Top of Input material
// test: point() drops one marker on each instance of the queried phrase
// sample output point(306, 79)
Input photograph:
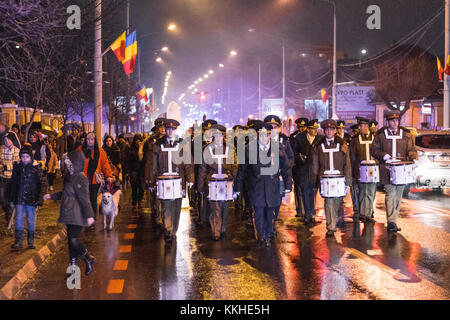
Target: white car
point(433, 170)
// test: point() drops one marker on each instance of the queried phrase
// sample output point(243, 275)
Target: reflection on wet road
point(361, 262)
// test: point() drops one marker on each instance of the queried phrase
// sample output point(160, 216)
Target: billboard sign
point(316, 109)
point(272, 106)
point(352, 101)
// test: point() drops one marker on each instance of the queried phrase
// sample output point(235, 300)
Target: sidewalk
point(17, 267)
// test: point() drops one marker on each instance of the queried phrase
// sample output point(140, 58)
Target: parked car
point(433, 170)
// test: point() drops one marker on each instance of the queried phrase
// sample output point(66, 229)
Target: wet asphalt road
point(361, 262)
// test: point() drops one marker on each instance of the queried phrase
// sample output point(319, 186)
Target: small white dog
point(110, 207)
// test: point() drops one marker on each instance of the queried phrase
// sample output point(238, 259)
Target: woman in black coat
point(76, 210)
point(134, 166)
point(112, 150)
Bottom of Input material
Top of Input material
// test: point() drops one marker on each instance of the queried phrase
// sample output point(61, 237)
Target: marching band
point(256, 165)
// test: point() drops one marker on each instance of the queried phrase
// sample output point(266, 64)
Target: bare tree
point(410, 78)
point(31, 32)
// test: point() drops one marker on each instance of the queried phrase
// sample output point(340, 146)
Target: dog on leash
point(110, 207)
Bottom of Input material
## [Problem description]
All lines that hold the word "output" should be copied from the data.

## [Exercise solution]
// sample output point(306, 79)
// sample output point(243, 275)
// sample output point(160, 216)
// sample output point(235, 300)
// sample output point(140, 58)
// sample output point(66, 229)
// sample output point(319, 186)
// sample output point(238, 259)
// sample output point(61, 237)
// sample output point(266, 64)
// sample output point(340, 146)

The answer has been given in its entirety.